◆ **What the task requires**
For every record that follows, transcribe the text exactly and leave any image out.

(Saved entries)
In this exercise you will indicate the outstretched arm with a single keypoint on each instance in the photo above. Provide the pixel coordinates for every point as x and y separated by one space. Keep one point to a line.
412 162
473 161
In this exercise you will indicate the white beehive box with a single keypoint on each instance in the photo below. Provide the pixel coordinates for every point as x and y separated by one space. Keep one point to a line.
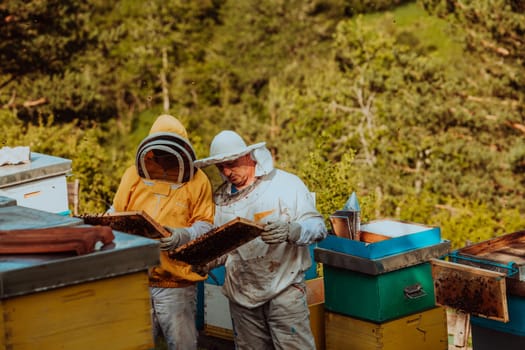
40 184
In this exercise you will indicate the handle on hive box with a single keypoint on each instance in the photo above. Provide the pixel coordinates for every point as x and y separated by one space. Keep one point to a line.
414 291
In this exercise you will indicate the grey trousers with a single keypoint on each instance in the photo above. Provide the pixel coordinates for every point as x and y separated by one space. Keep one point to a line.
173 315
281 323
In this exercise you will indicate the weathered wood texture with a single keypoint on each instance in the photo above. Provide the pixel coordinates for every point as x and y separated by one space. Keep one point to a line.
132 222
217 242
470 289
80 240
112 313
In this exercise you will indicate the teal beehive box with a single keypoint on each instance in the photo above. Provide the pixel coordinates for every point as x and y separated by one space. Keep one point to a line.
379 298
380 290
384 237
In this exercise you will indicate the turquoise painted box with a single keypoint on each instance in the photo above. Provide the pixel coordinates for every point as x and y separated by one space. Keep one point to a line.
379 298
384 237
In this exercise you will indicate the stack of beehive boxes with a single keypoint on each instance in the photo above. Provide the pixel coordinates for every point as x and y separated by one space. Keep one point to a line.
487 281
379 291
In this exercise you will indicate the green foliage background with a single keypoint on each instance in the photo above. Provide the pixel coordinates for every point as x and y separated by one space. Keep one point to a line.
418 107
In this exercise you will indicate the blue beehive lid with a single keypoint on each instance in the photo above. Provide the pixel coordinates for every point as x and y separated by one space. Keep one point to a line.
398 236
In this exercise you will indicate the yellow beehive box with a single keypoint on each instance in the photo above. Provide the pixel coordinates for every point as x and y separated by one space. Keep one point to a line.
97 300
424 330
111 313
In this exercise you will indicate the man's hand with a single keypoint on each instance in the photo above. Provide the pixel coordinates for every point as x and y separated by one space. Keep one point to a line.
200 269
280 231
179 236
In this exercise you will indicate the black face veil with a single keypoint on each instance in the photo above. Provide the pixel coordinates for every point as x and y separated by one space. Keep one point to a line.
167 157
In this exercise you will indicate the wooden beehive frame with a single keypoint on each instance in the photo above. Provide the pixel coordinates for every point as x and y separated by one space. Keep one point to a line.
217 242
132 222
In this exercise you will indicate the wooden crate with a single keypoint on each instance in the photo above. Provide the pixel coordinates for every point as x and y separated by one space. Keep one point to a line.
425 330
384 237
111 313
39 184
379 298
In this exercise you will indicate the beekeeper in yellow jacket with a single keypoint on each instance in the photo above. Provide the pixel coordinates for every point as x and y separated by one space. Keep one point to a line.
166 185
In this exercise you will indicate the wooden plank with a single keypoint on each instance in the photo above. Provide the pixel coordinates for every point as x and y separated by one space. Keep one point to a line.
132 222
504 249
423 330
470 289
217 242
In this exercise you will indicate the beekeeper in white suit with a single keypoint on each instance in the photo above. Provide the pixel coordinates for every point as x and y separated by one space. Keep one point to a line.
264 279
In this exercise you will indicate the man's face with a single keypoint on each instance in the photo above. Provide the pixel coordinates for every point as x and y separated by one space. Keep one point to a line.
240 172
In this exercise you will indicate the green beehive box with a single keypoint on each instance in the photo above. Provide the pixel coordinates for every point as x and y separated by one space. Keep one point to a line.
382 297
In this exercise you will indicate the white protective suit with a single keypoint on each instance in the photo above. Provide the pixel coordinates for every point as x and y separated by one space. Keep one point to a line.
256 272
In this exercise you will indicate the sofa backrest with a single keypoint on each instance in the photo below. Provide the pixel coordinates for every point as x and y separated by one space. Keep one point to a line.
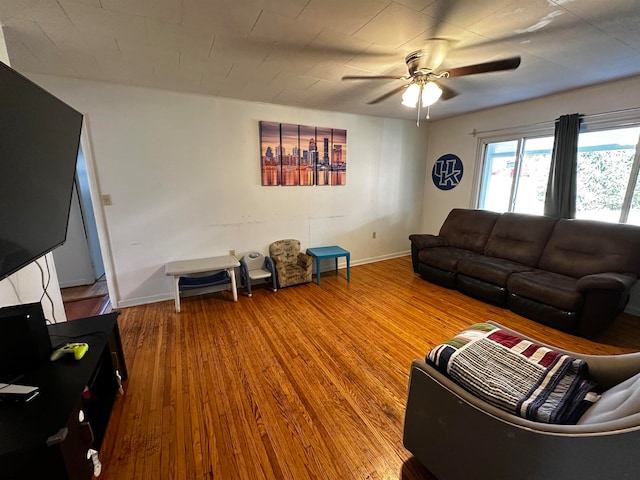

◆ **Solution for this task**
In this exercise you will indicate the outstretched arm with a single keypoint on each instance in the photo above. Provide the pixel coordinates for every point as x and y separated by one space. Keep one point to a line.
412 162
473 161
In this exercise you will indicate the white beehive box with a single keypoint on each instance in the photo below. Provide the pixel coordinates for every point as x and y separated by one space. Keep one point to a line.
40 184
In this exercise you will indicate the handle on hive box with a single keypoint on each instance in the photo above. Provide the pixel coordinates for every point as x and y separated by one space. Keep one point to a line.
414 291
In this exercise you will indicate the grey trousers with a single keypoint on each instance in the photo above. Provide the pixel coordinates for every point as x and y separated by one space. Keep one point to a line.
173 315
281 323
In this exercise you will indicate the weathered wood texture with a single keypoint on each instance in the photo above. Provide the pixel coordinates for every point as x and y separated by one space. Keep one point to a line.
132 222
217 242
470 289
80 240
112 313
In this exercise you will indicate the teal beehive box with a single keypoint on each instance in the photo above. Provide the pixel coordinates for every point as x and y separated by one space. Keep one point to a line.
379 298
380 290
384 237
In this exercise you will indicate the turquoise painted box with a single keypoint on each instance in the photo above. Provide the pixel coordinates for every point as x and y separated by one space. Keep one point to a line.
379 298
384 237
In this exercise you will indicate the stack of beehive boxes with a single keypoint on each instance in the photo above. Provide the pixel coordinates for every point as x and y separated by one space. Keep one point to a line.
487 281
379 291
In this exercise you will indicate the green foliage background with a single keypoint on each instance in the photo above. Provide the pixel coordinates for every point as x and y separated by one space. Keep one point to a line.
418 107
In this exercise you will indicate the blue beehive lid with a single keypoint on each instance in the photo above. Provide the pixel coordinates for every point as x and y separated by one space. Keep one point to a line.
398 236
In this exercise you will indicate the yellow beehive box with a single keypoint on each instance in the photo above. Provide the pixel coordinates for every point as x and y separated by one space. Keep one point to a line.
97 300
424 330
111 313
In this exercise you will indicate the man's hand with a single keypoint on each instance in the photo above. Provide the pixel coordinates for every point as x and y separated by one space. Keep one point to a line.
200 269
280 231
179 236
In this exercise you will indicate the black face veil with a single keypoint on each instance in the photo above. Provide the pixel coordinates for every point as x and y separated by one space. Keep one point to a line.
167 157
In this exercise you will indicate the wooden beehive frame with a single keypoint on each instance in the photo above. Provide the pixel coordinates for every point as x and y separated by one space. Keep one point to a line.
217 242
132 222
In this exercise you will indicate the wooden crate with a single keypoint on each instance in the photo above. Provide the pixel coordinates for every point as x and y separated by one space. Keep one point to a line.
425 330
384 237
111 313
39 184
379 298
In this exercise you will indicate the beekeeper in yellow jacket with a single keypoint on each instance in the photo above. Provide the pixel coordinates for every point as x and y separated by one space. Keep one point to a line.
166 185
In this exercise you will indicate the wooden plank with a single keypoint on each instance in the photo above. Provide the pixel coordinates for every point as x and y separated by one space. Keep one point to a line.
132 222
504 249
423 330
470 289
217 242
In this exercise you will indicate the beekeeper in white suit with a single keypoint on each instance in the photo above. Provide the pixel coordinates for every point as x and y separated by one space. Keep one point to a line.
264 279
In this exercise you will indicate the man's face with a single keypoint on each instance in the photo above. Provide the pixel coordinates for every point as x and y separated by one space. Keep one point to a line.
240 172
In this exercise you will indicate the green beehive box with a single keypoint on each instance in the photo above. Provide the pixel coordinates for every point as x and y separated by one space. Keep one point to a line.
382 297
In this exercise you will indicate the white protective suit with a single keypoint on each instance in the photo above. Provide the pixel coordinates for every point as x and y separated by one space. Keep one point to a line.
256 272
In this exercise you will indicate the sofa backrest with a single keypoint on each instance in the photo below. Provide the pixel coordinates for every point as x and y separated by one space. Keep one point to a line.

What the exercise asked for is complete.